* [PAGE]:
Created attachment 146 [details] patch file :)
Created attachment 147 [details] Minor bugfix to previous patch
*** Bug 370 has been marked as a duplicate of this bug. ***
Ok, hacked this up a little to get it to commit against current CVS, plus fixed a couple problems which needed addressing following the patch (some old dbg() calls which relied on arguments being concatenated downstream). Checking in now.
*** Bug 175 has been marked as a duplicate of this bug. ***
*** Bug 268 has been marked as a duplicate of this bug. ***
*** Bug 298 has been marked as a duplicate of this bug. ***
*** Bug 393 has been marked as a duplicate of this bug. ***
Hi Craig. My patch gave an example of how the rules should now be to actually fix the double scoring and the scoring on properly relayed DUL, but it didn't actually include the patch the the rules themselves. I'm including this patch here. You'll see I re-organized the BL rules a bit, I just moved them around so that they are ordered by type, and I changed the newly added dsbl so that its relay test is in the relay set, like the other ones, otherwise you'd get a 5.0 right away if a message were on the dsbl and some other relay BL. I also fixed a timelog typo
Created attachment 166 [details] rules BL patch
After updating my tree against CVS, I realized that TimeLog didn't deal with some changes in spamd, and didn't close/reopen its log file for each new message processed. I've fixed that and I also - cleaned up mesgid in case it contains a '/' - changed the init testmsg so that it contains a recognizable mesgid - fixed a warn This patch supersedes attachment 166 [details]
Created attachment 169 [details] DNS rules patch + timelog fixes for spamd
Sorry, yet another update. After running CVS with the recent dsbl addition, I noticed some problems with double scoring, so I added a fudge rule to compensate for that, as well as some comments about dsbl
Created attachment 171 [details] Yet another patch, superseedes the two previous ones :-)
Craig merged that in at the last minute in 2.30, closing...

* [DATA]:
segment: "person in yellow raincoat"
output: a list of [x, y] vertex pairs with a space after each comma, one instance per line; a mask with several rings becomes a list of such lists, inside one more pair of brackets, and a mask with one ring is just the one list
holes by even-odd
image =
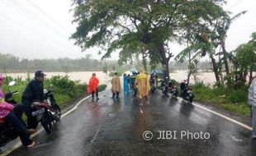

* [SET PROBLEM]:
Reproduce, word for word, the stretch of the bug thread from "Created attachment 146" through "Checking in now.".

* [WRITTEN RESPONSE]:
Created attachment 146 [details] patch file :)
Created attachment 147 [details] Minor bugfix to previous patch
*** Bug 370 has been marked as a duplicate of this bug. ***
Ok, hacked this up a little to get it to commit against current CVS, plus fixed a couple problems which needed addressing following the patch (some old dbg() calls which relied on arguments being concatenated downstream). Checking in now.